Start of Material provided

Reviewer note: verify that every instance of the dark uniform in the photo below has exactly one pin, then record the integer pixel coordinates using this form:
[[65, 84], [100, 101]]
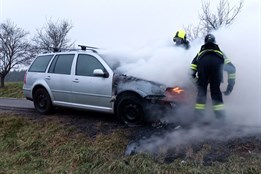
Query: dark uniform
[[207, 68], [180, 39]]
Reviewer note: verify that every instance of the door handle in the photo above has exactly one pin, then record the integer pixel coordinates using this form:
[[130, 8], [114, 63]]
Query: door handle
[[48, 78], [76, 81]]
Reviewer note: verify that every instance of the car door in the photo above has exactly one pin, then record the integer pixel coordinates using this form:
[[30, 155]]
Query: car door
[[59, 78], [90, 90]]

End of Material provided

> _About this exercise_
None of the pictures should be kept; reproduce all the remaining material exactly.

> _Task answer_
Reviewer note: verify that every instance of the dark uniform in the photo below has exactly one pin, then record the integer pixel coordinates using this form:
[[65, 84], [100, 101]]
Query: dark uniform
[[207, 68], [180, 39]]
Reviewer note: verify that every instance of the door handle in the photo above has exactly one pin, then record the integer pixel coordinates using this form:
[[130, 8], [114, 63]]
Query: door handle
[[48, 78], [76, 81]]
Reviewer note: verify that every instance of the car door in the photo above has exactly one pin, then record the integer pixel coordinates using this form:
[[30, 155]]
Query: car door
[[59, 78], [90, 90]]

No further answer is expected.